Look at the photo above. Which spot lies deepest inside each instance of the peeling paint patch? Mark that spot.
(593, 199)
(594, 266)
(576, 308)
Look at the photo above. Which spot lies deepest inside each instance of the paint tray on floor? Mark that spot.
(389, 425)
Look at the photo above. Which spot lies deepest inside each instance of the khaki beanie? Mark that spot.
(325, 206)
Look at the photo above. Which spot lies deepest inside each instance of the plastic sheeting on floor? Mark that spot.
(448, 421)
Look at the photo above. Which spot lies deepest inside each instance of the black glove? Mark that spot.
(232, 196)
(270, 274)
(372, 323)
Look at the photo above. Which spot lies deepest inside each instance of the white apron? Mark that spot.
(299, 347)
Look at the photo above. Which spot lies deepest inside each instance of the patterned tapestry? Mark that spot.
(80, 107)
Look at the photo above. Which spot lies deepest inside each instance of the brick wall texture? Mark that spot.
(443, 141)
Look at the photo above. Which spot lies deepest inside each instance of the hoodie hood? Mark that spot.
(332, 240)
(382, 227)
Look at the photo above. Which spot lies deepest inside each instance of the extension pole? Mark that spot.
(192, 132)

==

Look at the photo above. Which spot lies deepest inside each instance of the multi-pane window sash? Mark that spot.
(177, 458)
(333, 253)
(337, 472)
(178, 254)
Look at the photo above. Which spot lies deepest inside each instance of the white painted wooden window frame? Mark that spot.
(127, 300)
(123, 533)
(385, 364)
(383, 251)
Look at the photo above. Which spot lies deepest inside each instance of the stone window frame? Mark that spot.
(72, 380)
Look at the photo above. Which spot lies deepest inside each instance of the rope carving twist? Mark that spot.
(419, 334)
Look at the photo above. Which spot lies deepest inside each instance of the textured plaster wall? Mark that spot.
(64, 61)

* [Goal] How many of the rows above contain the string "frame", matching case exactly? Reply with the number only.

* [Response to this exercise] 2